> [Work item]: Your answer should be every line of the records that contains the word "roof", copied as it stands.

(Records from a collection)
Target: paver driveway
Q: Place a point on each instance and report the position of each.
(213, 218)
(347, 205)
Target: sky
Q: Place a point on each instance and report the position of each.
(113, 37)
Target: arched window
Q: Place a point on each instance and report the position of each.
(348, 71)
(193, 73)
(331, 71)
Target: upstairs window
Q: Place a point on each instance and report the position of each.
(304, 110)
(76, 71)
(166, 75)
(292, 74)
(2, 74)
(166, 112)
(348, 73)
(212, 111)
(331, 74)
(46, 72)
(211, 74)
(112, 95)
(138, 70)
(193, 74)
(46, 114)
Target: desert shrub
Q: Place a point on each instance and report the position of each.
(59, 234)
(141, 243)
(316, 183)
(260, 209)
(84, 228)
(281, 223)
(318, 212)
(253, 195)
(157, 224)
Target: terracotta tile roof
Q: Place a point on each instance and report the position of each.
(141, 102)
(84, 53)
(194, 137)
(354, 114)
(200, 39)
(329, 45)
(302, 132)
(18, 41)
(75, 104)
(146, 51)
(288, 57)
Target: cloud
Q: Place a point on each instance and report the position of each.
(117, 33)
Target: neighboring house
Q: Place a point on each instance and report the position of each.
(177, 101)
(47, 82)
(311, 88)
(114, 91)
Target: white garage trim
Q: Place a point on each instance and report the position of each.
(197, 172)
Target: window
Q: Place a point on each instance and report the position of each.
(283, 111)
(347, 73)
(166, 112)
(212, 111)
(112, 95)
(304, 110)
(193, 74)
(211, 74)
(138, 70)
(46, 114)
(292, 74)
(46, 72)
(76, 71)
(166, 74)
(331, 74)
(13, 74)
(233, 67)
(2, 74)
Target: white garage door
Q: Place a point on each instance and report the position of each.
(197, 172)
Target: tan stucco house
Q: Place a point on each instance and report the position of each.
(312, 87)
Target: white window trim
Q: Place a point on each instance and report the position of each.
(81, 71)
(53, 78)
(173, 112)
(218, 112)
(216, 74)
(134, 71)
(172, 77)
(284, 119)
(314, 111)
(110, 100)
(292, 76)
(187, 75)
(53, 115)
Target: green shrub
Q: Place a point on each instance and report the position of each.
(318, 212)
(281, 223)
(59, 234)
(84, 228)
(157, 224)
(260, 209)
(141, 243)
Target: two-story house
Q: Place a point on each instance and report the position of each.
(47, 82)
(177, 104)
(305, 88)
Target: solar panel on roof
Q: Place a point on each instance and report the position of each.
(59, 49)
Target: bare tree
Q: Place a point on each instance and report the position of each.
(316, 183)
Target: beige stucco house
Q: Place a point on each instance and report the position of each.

> [Task answer]:
Target: terracotta tile roof
Target: solar panel on roof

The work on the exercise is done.